§ **Goal of the exercise**: State how many of the lines below contain the word "comma", giving only the number.
— start of Exercise materials —
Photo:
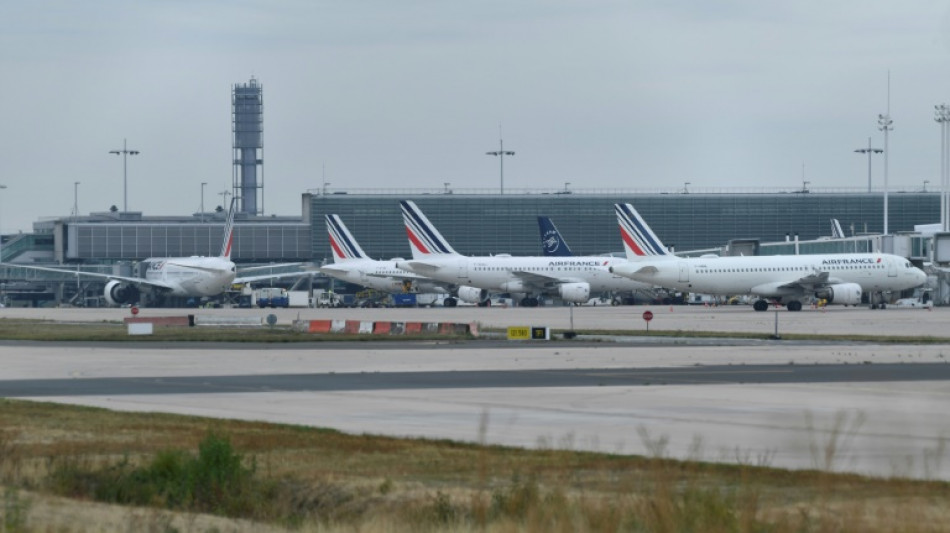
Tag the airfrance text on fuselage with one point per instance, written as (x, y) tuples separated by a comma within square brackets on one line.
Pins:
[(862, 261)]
— end of Exercise materials —
— start of Exercise materials —
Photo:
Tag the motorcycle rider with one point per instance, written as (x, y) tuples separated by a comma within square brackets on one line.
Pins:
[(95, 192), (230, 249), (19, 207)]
— end of Exercise materials —
§ **Answer for this exercise**: 2